_EXERCISE DETAILS_.
Look below for lines that hold the string "clicks" and copy each one.

————————

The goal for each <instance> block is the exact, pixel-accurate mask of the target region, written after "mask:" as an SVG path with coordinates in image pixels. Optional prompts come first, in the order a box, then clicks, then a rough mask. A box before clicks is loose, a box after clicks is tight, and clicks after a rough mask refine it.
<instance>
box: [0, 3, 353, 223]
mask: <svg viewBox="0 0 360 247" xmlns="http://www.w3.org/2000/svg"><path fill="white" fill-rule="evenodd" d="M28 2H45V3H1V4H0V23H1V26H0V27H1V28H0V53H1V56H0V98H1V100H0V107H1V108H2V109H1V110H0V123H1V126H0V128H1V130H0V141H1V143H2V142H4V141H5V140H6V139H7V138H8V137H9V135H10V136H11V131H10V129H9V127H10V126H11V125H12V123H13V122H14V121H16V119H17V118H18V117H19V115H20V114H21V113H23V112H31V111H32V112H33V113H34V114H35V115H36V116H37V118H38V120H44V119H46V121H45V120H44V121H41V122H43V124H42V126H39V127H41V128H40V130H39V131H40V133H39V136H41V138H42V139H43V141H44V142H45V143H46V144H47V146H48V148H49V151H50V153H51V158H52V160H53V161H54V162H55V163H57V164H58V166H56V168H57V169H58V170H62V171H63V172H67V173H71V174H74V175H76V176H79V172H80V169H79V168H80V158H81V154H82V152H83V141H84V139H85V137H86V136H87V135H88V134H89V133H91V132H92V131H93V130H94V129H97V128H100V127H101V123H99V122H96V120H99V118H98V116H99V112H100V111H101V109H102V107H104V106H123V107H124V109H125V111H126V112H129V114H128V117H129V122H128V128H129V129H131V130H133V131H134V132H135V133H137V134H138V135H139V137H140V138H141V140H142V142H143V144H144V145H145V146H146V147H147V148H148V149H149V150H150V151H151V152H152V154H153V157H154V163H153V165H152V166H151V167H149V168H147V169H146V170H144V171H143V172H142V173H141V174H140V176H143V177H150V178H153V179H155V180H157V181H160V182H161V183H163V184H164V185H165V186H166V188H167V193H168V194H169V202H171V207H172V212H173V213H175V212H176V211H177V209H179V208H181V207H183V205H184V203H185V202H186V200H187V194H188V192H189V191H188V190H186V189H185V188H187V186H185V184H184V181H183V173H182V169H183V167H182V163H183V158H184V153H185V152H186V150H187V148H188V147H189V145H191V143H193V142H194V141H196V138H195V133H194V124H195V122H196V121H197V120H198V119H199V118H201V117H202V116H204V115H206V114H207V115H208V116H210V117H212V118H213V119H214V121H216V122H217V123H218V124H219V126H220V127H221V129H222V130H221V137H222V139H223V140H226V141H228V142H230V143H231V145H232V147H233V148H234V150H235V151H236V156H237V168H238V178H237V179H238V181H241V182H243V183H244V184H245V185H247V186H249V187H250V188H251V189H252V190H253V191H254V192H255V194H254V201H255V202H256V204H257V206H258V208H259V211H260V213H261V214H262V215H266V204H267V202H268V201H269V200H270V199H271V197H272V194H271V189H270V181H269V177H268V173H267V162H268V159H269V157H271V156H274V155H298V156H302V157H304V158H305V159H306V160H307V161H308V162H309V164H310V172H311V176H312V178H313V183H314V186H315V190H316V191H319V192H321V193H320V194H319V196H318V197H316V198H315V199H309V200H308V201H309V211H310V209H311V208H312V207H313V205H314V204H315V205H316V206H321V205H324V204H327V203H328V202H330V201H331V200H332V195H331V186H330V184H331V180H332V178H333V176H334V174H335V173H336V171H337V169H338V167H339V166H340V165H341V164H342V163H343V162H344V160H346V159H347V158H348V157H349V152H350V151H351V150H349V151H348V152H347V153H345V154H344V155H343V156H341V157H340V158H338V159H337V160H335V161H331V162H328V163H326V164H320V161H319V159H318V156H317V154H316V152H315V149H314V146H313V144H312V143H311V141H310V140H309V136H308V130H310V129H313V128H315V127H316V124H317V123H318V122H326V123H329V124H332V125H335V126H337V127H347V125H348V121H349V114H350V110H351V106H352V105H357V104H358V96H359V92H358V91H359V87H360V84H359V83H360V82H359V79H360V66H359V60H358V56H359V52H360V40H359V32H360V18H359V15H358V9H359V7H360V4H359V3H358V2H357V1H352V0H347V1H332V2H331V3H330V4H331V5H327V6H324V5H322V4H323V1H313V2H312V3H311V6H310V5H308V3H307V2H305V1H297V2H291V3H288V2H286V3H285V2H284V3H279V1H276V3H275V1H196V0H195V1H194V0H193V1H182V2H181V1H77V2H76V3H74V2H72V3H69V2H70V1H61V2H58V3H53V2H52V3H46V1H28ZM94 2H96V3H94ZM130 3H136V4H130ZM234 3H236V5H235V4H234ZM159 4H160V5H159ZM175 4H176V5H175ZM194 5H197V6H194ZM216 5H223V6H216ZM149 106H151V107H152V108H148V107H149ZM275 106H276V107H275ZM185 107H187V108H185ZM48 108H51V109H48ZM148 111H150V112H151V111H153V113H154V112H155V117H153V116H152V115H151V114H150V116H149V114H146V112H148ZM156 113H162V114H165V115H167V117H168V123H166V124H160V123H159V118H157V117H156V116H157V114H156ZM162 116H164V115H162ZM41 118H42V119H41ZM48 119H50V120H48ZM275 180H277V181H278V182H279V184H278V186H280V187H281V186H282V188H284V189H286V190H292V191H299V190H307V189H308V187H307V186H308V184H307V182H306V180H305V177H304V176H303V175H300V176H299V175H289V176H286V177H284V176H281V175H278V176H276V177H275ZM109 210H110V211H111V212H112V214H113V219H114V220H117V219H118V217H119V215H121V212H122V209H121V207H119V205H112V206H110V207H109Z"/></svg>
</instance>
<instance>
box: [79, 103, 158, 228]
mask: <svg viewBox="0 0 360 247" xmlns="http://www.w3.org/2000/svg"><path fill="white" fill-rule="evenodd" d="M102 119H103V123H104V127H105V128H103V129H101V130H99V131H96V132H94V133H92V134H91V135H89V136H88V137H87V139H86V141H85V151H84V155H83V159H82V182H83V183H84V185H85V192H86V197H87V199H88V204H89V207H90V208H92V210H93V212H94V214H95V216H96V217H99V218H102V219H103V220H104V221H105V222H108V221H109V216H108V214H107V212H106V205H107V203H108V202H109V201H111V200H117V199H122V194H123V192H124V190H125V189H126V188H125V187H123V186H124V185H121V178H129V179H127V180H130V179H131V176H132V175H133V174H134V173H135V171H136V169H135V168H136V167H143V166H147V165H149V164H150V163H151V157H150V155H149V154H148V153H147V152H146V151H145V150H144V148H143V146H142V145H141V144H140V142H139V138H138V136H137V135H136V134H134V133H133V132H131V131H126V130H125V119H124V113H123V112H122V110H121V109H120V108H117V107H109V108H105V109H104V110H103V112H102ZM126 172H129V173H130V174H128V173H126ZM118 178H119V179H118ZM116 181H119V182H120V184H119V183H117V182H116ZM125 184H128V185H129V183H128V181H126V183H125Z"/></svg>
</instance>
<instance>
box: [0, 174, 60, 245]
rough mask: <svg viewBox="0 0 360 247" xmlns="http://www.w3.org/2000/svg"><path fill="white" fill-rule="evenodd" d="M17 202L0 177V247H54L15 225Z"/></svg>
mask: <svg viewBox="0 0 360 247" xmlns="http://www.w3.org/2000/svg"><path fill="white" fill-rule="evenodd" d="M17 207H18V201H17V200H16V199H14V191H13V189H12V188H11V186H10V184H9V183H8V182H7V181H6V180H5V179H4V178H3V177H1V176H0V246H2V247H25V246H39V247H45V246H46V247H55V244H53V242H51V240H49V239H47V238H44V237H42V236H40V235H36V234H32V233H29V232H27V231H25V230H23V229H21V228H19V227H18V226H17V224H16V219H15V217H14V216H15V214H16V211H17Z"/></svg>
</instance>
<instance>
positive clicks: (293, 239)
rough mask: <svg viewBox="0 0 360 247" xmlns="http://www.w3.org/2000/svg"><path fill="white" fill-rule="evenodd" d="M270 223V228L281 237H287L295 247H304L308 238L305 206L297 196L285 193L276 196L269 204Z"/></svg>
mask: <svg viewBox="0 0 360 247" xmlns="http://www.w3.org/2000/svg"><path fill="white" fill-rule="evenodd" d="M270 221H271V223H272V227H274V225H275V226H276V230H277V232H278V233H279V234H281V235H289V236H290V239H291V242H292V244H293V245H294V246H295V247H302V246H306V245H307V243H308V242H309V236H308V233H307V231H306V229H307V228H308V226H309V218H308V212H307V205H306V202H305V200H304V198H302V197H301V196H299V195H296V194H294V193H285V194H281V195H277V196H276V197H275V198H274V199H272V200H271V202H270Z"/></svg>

————————

_OUTPUT FOR THIS TASK_.
The goal for each <instance> block is the exact, pixel-accurate mask of the target region, written after "mask:" as an SVG path with coordinates in image pixels. Optional prompts come first, in the order a box, then clicks, then a rough mask. A box before clicks is loose, a box after clicks is tight, and clicks after a rough mask refine it.
positive clicks: (293, 239)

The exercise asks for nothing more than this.